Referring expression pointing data
########

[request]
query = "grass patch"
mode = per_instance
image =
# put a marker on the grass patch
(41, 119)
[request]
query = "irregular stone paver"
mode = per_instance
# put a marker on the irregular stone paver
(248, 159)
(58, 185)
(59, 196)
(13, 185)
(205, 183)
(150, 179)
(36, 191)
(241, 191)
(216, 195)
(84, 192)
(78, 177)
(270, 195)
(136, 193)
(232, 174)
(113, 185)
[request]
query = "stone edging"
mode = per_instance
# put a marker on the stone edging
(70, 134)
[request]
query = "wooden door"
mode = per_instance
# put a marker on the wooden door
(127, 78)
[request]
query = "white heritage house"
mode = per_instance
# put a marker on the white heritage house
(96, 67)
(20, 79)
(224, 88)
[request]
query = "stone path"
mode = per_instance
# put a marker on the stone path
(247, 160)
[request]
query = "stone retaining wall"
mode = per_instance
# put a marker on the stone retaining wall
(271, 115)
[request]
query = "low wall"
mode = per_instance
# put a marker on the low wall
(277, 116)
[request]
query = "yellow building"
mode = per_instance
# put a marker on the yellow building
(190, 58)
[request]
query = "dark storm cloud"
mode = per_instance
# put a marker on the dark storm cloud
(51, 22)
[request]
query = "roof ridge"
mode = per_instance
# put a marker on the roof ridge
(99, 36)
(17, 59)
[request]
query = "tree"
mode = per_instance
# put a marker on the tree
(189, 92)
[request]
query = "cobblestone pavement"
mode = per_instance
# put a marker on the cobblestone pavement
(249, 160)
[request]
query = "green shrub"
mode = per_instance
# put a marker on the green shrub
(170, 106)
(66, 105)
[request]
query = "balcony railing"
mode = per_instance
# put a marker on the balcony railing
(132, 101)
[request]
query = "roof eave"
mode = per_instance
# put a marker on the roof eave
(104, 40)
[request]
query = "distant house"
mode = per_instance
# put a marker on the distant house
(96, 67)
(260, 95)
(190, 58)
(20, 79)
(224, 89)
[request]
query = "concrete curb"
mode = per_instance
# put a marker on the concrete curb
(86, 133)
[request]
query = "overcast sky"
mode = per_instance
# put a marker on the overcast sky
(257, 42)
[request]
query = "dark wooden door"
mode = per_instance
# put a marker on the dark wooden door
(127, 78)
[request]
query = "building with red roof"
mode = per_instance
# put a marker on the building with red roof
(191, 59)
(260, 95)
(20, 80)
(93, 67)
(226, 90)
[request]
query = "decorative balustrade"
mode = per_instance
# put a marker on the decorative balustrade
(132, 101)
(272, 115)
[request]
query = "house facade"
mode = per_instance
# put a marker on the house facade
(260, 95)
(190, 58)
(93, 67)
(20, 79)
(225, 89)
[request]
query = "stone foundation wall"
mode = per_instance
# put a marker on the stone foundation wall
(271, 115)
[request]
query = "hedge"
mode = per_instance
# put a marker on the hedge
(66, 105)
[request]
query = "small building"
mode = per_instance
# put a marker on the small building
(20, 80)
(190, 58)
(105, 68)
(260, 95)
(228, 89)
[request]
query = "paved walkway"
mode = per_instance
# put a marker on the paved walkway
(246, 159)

########

Copy the records above exactly as they appear.

[Answer to this task]
[request]
query = "grass patch"
mode = per_instance
image =
# put a marker on the grass patch
(41, 119)
[request]
query = "irregular stone paver"
mode = per_instance
# put a marker on the irregular stone paver
(248, 159)
(58, 185)
(59, 196)
(13, 185)
(205, 183)
(150, 179)
(36, 191)
(241, 191)
(216, 195)
(84, 192)
(78, 177)
(270, 195)
(136, 193)
(232, 174)
(113, 185)
[request]
query = "stone edging"
mode = per_instance
# put a marker on the stone edging
(70, 134)
[request]
query = "wooden door"
mode = per_instance
# put a marker on the wooden door
(127, 78)
[request]
query = "white heritage house"
mode = per_instance
# put a marker on the white heritage house
(96, 67)
(20, 79)
(224, 88)
[request]
query = "stone path"
mode = per_instance
# put a marker on the stone path
(247, 160)
[request]
query = "stone retaining wall"
mode = per_instance
# put a marker on the stone retaining wall
(271, 115)
[request]
query = "low wall"
mode = per_instance
# put a marker on the low wall
(277, 116)
[request]
query = "yellow building"
mode = per_instance
# put a marker on the yellow building
(190, 58)
[request]
query = "dark storm cloud"
mode = per_instance
# put a marker on the dark storm cloud
(51, 22)
[request]
query = "roof ridge"
mode = per_instance
# put a marker on the roof ridge
(99, 36)
(17, 59)
[request]
query = "tree"
mode = per_instance
# put a marker on the tree
(189, 92)
[request]
query = "cobblestone pavement"
mode = per_instance
# put a marker on the cobblestone pavement
(249, 160)
[request]
query = "green shrub"
mode = per_instance
# put a marker on the green shrub
(170, 106)
(66, 105)
[request]
query = "balcony railing"
mode = per_instance
# put a marker on the balcony railing
(132, 101)
[request]
query = "roof eave"
mode = per_instance
# put a marker on the roof eave
(104, 40)
[request]
query = "distant house"
mode = per_instance
# put a marker on the distant house
(96, 67)
(260, 95)
(190, 58)
(20, 79)
(224, 89)
[request]
query = "concrete curb"
mode = per_instance
# put a marker on the concrete curb
(86, 133)
[request]
query = "overcast sky"
mode = per_instance
# put a marker on the overcast sky
(257, 42)
[request]
query = "dark wooden door"
mode = per_instance
# put a marker on the dark wooden door
(127, 78)
[request]
query = "building with red roof"
mode = per_instance
# put a marker on the building with red roof
(191, 59)
(260, 95)
(20, 80)
(93, 67)
(226, 90)
[request]
query = "decorative balustrade"
mode = per_instance
# put a marker on the decorative balustrade
(132, 101)
(272, 115)
[request]
query = "house facade"
mode = per_instance
# put a marker on the house facade
(260, 95)
(190, 58)
(93, 67)
(20, 79)
(225, 89)
[request]
query = "stone foundation wall"
mode = per_instance
# put a marker on the stone foundation wall
(271, 115)
[request]
query = "hedge"
mode = per_instance
# put a marker on the hedge
(66, 105)
[request]
query = "small building"
mode = per_instance
# put a marker on the small building
(20, 80)
(190, 58)
(105, 68)
(260, 95)
(228, 89)
[request]
query = "paved walkway"
mode = per_instance
# put a marker on the paved walkway
(246, 159)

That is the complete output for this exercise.